DATASET:
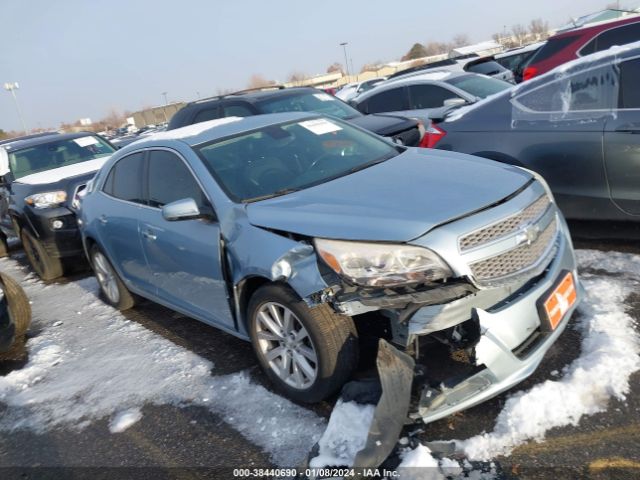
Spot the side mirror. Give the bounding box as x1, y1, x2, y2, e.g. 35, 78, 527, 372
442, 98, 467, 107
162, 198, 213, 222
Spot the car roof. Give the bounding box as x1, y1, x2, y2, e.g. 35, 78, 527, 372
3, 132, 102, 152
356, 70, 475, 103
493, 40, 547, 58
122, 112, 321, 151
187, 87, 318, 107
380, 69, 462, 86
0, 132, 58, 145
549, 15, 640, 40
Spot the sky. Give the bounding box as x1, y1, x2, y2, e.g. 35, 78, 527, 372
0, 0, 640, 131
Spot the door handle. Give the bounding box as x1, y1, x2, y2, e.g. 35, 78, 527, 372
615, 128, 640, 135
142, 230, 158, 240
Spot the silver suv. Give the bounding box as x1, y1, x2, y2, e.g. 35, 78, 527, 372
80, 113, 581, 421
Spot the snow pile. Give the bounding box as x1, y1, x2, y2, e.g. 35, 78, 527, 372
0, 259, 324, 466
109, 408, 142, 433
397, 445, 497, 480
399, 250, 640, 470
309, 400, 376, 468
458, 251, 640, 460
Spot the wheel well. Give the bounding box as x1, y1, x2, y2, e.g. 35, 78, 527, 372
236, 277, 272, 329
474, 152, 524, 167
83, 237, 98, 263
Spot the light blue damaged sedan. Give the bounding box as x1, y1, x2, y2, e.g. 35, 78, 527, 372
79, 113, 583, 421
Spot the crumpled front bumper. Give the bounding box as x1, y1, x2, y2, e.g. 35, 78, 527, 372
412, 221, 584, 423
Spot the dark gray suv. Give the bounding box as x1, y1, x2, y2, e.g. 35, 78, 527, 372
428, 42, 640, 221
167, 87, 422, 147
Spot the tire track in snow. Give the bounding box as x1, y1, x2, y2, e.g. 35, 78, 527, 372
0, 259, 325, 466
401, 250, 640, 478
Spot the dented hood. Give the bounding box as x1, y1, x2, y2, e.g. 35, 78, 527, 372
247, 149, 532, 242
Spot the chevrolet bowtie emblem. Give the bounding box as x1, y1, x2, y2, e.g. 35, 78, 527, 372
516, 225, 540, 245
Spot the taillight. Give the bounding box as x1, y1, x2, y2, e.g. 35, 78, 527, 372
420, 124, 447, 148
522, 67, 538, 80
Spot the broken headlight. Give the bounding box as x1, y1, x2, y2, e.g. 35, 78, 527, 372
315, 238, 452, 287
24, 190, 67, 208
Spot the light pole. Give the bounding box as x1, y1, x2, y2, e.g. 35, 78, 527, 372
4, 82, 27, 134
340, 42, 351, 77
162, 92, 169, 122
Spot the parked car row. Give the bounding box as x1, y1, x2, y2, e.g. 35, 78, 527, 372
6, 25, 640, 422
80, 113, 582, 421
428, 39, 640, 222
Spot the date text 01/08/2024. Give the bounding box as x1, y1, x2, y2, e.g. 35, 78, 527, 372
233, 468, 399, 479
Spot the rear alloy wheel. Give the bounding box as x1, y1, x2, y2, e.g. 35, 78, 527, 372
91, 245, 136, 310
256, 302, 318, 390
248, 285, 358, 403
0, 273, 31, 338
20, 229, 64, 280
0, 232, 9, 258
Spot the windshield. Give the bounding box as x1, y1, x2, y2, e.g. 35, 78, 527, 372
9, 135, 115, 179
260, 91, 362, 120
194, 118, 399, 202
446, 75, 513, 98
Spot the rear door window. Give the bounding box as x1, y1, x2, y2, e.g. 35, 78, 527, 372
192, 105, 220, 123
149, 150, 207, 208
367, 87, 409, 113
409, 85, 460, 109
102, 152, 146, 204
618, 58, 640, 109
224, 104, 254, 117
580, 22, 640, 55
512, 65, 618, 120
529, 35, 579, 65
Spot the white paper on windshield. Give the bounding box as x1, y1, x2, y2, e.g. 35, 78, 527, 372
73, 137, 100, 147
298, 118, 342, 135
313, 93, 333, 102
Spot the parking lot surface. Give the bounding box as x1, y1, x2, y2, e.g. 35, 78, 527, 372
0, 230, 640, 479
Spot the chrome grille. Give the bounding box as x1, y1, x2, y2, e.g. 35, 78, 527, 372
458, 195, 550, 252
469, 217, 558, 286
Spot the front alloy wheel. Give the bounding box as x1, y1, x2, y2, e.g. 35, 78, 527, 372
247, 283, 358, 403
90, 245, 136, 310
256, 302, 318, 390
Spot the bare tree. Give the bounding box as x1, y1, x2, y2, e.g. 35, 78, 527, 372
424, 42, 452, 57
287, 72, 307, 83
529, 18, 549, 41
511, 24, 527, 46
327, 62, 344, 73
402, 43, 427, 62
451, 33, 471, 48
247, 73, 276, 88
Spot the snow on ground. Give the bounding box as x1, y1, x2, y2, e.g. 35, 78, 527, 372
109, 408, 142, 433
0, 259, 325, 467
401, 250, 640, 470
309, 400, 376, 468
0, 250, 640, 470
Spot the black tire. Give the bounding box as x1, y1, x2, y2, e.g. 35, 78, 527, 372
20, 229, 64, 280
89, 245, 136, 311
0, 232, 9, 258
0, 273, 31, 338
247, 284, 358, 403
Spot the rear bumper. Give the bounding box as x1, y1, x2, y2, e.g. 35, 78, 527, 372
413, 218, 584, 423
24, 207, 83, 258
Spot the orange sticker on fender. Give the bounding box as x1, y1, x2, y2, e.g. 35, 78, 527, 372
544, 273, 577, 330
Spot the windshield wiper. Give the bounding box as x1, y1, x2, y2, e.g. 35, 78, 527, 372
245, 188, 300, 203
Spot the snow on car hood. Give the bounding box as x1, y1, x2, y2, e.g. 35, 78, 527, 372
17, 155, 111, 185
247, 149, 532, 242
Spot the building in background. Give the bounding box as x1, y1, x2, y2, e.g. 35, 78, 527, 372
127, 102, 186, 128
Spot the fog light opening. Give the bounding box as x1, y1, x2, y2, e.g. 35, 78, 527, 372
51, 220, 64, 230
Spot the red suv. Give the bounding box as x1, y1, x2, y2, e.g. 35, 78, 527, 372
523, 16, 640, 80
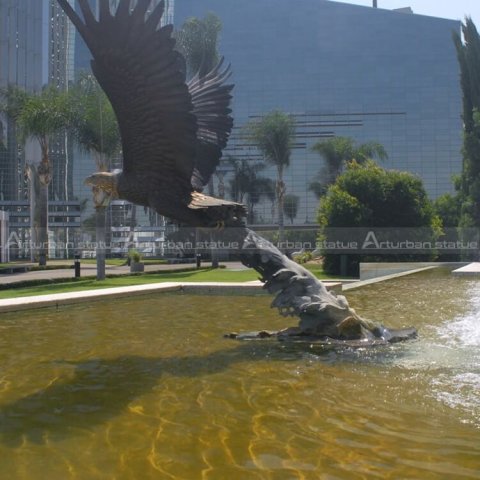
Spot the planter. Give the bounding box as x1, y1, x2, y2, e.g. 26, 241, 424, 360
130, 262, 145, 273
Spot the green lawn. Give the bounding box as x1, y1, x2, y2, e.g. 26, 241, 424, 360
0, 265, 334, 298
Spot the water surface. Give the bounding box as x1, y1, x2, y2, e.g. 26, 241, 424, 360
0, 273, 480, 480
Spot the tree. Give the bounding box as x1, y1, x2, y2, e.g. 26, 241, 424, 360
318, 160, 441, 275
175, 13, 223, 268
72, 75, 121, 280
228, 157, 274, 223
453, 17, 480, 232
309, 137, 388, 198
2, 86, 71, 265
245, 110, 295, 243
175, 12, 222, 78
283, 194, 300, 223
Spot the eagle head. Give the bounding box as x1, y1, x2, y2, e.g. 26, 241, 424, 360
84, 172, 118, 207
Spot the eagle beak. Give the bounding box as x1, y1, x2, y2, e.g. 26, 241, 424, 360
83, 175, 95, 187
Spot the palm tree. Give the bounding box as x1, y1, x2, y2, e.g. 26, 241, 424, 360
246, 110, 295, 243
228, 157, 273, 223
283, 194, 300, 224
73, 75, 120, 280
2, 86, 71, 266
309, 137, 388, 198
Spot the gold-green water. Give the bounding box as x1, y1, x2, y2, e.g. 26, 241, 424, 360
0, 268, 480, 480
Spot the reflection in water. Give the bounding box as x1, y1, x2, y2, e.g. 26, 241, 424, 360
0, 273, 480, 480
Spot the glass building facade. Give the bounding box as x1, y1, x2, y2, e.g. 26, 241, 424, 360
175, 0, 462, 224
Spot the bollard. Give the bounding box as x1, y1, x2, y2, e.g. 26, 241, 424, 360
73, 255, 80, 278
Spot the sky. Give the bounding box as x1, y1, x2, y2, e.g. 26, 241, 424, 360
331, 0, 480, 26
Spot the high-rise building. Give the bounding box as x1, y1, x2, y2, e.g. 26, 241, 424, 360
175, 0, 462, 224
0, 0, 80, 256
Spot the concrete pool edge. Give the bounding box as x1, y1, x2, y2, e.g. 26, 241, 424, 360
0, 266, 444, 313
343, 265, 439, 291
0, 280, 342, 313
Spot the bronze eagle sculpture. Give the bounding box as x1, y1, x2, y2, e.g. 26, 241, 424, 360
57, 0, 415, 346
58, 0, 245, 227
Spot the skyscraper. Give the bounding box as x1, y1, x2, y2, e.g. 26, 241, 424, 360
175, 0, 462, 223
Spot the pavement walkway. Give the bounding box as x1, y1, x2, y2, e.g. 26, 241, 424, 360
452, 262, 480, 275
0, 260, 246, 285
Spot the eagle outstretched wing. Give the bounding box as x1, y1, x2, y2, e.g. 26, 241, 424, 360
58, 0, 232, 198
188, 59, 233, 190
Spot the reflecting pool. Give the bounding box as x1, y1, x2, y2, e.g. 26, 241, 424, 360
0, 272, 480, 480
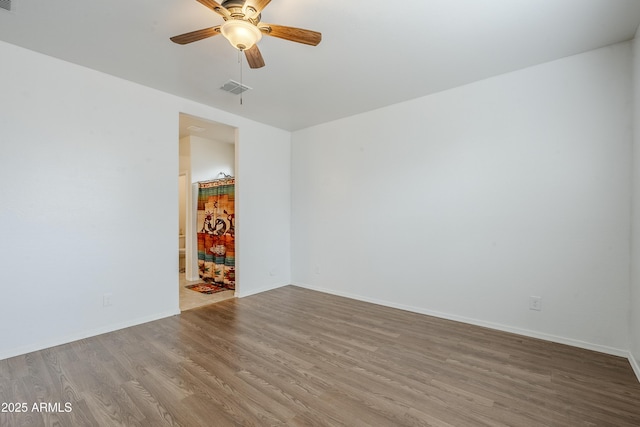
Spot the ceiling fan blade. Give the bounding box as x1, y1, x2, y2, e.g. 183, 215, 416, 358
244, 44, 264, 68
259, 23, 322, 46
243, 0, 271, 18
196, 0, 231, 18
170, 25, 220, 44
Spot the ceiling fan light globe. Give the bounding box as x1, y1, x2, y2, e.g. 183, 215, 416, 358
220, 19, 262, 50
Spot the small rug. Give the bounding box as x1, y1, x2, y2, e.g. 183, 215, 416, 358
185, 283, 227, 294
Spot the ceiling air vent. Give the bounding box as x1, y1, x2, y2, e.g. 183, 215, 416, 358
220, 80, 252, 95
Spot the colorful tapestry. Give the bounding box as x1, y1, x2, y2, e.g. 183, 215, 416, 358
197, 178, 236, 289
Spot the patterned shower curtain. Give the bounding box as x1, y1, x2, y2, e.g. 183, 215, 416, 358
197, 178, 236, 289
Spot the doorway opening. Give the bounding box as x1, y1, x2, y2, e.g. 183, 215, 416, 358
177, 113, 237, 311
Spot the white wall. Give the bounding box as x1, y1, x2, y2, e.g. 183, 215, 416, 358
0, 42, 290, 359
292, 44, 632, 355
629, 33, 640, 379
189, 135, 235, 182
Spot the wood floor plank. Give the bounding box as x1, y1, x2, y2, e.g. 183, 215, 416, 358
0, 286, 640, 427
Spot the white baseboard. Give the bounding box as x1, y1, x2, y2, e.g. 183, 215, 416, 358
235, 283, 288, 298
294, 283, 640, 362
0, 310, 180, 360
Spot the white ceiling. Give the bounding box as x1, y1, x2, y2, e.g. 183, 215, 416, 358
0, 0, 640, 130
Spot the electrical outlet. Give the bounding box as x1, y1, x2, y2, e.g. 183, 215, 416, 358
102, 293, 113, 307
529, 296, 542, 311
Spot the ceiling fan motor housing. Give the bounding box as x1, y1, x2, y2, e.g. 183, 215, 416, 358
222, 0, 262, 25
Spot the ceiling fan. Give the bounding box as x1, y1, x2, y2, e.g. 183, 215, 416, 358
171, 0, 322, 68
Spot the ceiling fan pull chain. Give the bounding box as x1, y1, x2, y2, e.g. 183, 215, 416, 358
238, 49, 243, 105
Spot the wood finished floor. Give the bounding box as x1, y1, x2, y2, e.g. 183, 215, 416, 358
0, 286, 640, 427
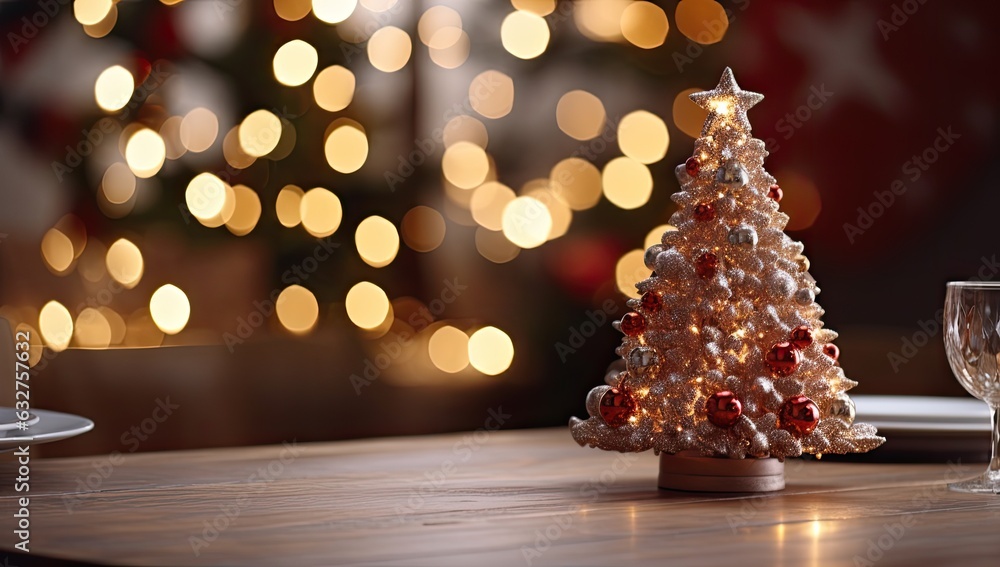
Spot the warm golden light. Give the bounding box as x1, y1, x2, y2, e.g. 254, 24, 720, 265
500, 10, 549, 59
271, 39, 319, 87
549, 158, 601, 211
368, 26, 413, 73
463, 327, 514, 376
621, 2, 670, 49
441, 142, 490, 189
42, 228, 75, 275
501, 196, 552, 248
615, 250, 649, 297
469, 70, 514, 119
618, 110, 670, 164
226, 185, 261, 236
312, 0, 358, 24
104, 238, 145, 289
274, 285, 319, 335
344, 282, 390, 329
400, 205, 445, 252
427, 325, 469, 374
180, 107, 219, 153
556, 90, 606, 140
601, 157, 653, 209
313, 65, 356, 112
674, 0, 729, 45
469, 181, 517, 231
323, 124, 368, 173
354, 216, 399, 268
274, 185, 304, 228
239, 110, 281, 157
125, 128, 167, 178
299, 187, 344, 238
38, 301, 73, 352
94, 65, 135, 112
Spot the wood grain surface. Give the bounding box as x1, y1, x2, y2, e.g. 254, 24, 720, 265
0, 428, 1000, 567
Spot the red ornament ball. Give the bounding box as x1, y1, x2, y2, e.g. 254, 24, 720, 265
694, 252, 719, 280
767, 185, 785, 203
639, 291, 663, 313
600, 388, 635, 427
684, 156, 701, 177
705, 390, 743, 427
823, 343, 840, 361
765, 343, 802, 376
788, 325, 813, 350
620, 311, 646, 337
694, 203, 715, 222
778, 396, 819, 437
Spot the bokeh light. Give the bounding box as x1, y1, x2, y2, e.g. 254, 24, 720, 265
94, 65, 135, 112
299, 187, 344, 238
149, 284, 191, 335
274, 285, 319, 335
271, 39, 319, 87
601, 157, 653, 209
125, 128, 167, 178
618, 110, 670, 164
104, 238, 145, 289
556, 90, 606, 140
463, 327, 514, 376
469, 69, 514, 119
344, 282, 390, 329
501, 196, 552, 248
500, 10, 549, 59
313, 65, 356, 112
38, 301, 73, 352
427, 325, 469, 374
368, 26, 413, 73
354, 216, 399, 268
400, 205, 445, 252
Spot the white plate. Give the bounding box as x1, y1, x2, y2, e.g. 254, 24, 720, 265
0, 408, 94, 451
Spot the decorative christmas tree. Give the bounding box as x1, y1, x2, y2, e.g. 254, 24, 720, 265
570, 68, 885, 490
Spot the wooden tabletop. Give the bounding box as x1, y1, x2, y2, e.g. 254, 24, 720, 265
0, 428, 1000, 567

WRITTEN EXERCISE: Rewrite the records from the line with "Spot the eagle head." to the line with "0, 268, 480, 480", both lines included and requests kept. Shift every box coordinate in the answers up by 122, and leave the sample numbers in the requests unchanged.

RESPONSE BELOW:
Spot the eagle head. Give the bounding box as x1, y1, x2, y2, e.g. 26, 241, 424, 360
206, 294, 240, 329
Spot the eagle beak. Give the bounding box as x1, y1, x2, y2, e.g. 26, 241, 424, 360
205, 297, 217, 309
Spot the palm tree. Give the bounding box as x1, y1, x2, y2, e.g. 26, 241, 424, 360
368, 232, 417, 365
350, 279, 395, 345
405, 316, 422, 346
195, 197, 242, 402
124, 208, 193, 388
431, 259, 510, 320
Spot the gold-green water. Give the bounding box as x1, y1, x2, y2, e.g. 26, 241, 424, 360
122, 390, 602, 602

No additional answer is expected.